TASK DETAILS:
Rewrite all of the data below as a JSON list of strings, one string per line, omitting any blank lines.

DATASET EXTRACT:
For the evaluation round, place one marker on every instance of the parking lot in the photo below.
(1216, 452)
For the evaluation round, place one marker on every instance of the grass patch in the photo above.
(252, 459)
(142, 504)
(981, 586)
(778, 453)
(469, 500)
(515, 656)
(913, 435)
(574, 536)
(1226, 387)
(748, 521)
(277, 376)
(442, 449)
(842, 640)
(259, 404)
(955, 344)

FULL SOLUTION:
[
  "For the evaluation round, place one marker on every instance of the parking lot in the photo below.",
  "(1216, 452)",
  "For the evaluation round, place one marker on every instance of the grass patch in the photo above.",
  "(252, 459)",
  "(142, 504)",
  "(981, 586)",
  "(778, 453)",
  "(469, 500)",
  "(515, 656)",
  "(913, 435)",
  "(574, 536)",
  "(1226, 387)",
  "(748, 521)",
  "(277, 376)",
  "(442, 449)",
  "(842, 640)",
  "(259, 404)",
  "(955, 344)"
]